Reproduce the data word for word, starting with the line that contains "shaped like [836,327]." and continuing through the last line of the data, including both ends.
━━━━━ Entries provided
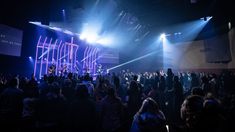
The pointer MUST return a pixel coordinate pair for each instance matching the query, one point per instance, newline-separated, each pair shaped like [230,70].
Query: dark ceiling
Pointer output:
[153,13]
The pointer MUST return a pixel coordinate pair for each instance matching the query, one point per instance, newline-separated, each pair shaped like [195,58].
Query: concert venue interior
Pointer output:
[184,49]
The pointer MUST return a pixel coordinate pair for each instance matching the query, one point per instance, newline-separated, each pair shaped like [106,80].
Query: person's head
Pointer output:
[14,82]
[149,105]
[197,91]
[135,77]
[176,79]
[111,92]
[191,110]
[169,72]
[55,88]
[82,91]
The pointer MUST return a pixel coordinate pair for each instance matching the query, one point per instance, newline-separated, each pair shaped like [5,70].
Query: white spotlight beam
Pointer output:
[136,59]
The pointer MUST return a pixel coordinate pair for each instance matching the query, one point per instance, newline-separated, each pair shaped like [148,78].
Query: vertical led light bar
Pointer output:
[41,62]
[36,56]
[48,54]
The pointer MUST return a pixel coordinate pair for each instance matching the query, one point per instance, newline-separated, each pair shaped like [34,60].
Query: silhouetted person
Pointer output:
[191,114]
[81,114]
[11,106]
[112,112]
[149,118]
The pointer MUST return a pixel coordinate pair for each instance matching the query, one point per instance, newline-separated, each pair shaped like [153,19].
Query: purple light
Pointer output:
[35,65]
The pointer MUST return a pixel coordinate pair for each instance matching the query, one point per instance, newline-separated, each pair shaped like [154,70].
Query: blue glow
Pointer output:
[136,59]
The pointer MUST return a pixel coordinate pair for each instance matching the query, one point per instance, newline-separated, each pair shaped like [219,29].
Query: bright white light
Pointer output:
[55,28]
[82,36]
[68,32]
[206,18]
[229,25]
[105,41]
[92,38]
[163,36]
[36,23]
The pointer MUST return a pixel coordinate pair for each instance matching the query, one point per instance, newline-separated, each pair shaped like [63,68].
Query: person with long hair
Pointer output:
[149,118]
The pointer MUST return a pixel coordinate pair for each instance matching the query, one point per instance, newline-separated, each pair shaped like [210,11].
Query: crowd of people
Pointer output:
[123,101]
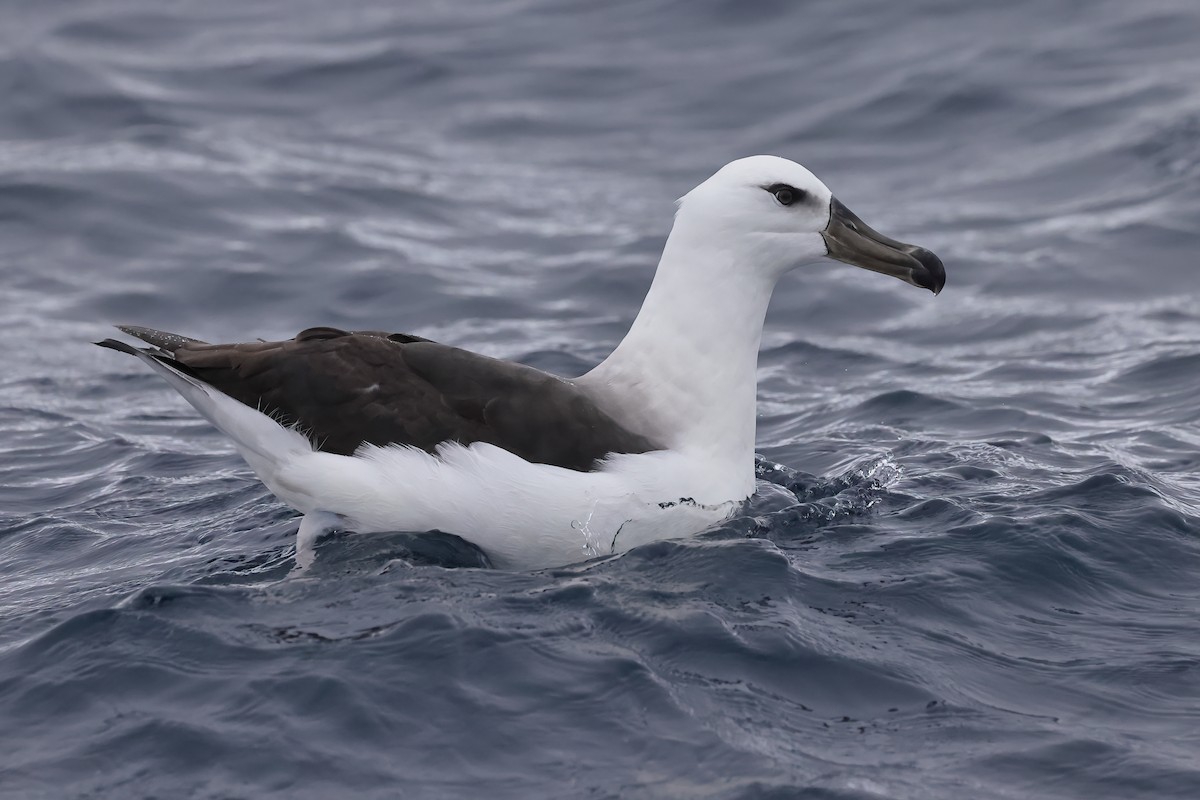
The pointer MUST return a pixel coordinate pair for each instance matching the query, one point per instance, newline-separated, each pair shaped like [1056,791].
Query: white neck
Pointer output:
[685,374]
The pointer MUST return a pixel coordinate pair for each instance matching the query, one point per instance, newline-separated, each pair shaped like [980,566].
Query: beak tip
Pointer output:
[934,275]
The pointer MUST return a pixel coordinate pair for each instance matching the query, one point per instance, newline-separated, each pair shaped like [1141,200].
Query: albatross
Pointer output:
[370,431]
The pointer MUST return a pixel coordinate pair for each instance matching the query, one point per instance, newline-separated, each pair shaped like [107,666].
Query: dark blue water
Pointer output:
[978,571]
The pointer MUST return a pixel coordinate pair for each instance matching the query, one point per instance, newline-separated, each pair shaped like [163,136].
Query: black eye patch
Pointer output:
[787,194]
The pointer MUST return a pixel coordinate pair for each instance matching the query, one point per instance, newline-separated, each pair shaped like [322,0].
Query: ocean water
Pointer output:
[973,570]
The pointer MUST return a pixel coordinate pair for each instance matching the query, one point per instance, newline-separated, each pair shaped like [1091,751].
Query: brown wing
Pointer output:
[346,389]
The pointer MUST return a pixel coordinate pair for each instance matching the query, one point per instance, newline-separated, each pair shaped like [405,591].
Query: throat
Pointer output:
[685,376]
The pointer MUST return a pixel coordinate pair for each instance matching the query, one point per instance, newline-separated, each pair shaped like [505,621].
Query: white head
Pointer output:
[777,215]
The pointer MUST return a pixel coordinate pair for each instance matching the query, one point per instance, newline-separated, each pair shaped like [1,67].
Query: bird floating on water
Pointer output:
[377,432]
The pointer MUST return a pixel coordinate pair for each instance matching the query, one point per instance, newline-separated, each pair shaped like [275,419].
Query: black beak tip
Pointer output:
[933,277]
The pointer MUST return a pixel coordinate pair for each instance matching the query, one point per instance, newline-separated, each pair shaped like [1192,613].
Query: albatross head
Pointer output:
[779,214]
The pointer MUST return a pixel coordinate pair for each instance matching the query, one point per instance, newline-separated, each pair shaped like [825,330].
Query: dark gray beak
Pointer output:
[851,240]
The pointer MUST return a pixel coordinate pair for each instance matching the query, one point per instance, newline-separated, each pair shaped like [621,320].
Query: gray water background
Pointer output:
[983,579]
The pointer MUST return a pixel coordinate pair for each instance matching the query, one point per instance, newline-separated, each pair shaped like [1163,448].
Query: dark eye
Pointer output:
[786,194]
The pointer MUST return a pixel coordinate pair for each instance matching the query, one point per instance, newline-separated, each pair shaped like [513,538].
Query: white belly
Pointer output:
[522,515]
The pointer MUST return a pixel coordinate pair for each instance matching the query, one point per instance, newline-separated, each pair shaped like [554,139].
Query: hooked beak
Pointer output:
[851,240]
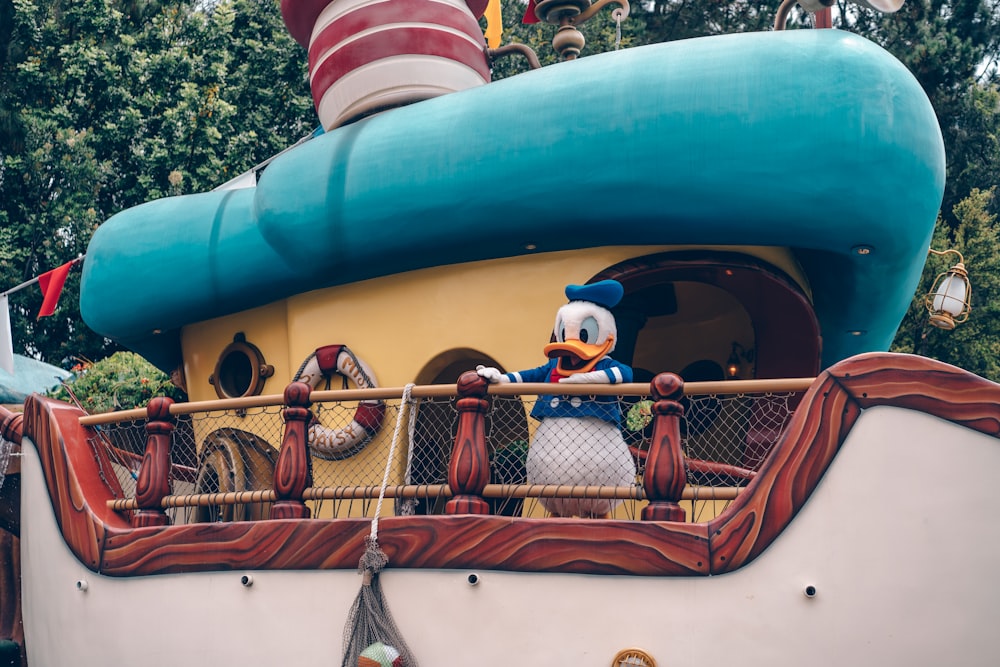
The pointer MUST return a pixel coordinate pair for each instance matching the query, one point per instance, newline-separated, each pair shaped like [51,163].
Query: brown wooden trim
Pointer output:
[726,387]
[104,541]
[819,427]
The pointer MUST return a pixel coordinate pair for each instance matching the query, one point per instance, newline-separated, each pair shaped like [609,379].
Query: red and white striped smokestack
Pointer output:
[369,55]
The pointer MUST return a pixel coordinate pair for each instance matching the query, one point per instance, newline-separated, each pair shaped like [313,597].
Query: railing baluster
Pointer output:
[293,469]
[469,469]
[665,477]
[153,482]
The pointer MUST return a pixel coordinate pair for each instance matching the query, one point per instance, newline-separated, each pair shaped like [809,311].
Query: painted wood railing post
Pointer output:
[469,470]
[293,469]
[665,475]
[153,482]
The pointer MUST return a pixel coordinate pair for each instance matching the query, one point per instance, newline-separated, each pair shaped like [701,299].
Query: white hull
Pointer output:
[904,568]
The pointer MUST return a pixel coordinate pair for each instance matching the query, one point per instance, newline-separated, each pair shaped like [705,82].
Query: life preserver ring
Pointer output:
[334,444]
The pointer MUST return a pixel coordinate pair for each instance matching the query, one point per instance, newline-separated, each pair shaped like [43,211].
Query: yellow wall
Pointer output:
[503,308]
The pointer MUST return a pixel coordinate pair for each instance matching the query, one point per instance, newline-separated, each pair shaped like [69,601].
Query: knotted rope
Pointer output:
[369,620]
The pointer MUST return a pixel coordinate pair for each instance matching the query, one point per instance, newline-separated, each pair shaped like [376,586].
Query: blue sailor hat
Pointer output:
[606,293]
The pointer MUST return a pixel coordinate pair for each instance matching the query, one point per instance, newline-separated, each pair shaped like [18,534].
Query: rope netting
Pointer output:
[724,438]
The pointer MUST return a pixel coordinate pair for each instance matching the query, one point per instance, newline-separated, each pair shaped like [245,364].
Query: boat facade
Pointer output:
[766,204]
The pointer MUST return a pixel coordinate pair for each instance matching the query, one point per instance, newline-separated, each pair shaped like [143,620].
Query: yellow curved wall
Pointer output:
[503,308]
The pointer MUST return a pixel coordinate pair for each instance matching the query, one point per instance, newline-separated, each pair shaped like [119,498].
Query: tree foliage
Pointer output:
[105,104]
[973,345]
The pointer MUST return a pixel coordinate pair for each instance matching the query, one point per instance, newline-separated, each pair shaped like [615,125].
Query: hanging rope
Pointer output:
[408,506]
[369,621]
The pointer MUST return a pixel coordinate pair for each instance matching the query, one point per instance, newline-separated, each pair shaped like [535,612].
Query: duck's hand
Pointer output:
[492,375]
[593,377]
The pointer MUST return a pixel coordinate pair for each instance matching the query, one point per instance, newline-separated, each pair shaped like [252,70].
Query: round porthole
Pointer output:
[241,370]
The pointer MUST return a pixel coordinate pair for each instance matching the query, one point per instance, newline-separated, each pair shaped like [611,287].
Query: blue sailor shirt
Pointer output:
[603,407]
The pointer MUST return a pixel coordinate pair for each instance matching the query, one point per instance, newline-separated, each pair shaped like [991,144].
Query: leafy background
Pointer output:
[105,104]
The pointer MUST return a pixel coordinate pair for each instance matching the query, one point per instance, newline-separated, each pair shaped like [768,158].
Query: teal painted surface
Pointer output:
[813,139]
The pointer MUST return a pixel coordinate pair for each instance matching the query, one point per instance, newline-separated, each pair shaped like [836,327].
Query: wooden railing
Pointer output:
[664,482]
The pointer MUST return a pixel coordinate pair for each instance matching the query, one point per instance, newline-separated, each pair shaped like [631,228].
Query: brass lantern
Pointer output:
[949,301]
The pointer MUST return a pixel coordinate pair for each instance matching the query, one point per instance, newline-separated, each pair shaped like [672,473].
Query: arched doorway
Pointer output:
[682,307]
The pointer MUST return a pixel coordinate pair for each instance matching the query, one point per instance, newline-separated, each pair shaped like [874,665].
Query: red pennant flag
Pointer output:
[51,283]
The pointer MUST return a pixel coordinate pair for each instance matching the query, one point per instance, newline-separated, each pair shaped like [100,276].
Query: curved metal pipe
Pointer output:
[509,49]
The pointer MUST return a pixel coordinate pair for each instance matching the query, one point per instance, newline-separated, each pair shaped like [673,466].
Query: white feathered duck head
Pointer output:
[585,330]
━━━━━━━━━━
__Reply to the exercise__:
The pointer MUST return a pixel coordinate pair for each instance matching the query, one point per instance, newline-separated, each pair shaped like [836,327].
Query: wooden railing
Pointer output:
[664,482]
The pointer MUST return a pixel coordinate pair for each instance matching the query, one point per instance, newline-separated, each pair shaped like [631,228].
Query: brass lantern
Pointer output:
[949,301]
The pointer MUST return a pixel coordinate pair for each instance matching the query, one point per instance, newline-separated, each pair shaped like [672,473].
Query: arched doorway
Pointer output:
[682,307]
The pointer MUST return a pixel coordinate pair for each instance matching the query, one point per instance, newline-separated, each pair shaped like [874,665].
Query: red pennant flag
Pointer output:
[51,283]
The pointer MUST return a pixel coordinate pair for each instance matching the query, one point per instance, newline-separated, each pair shaped like [100,276].
Query: curved metal pipe
Pointer output:
[509,49]
The pointer MUST return a pixel coordinate pair for each instance matching the query, one point per instance, newline-separated, each pair shaped like [673,466].
Query: white feathered duck head
Pointer output:
[585,330]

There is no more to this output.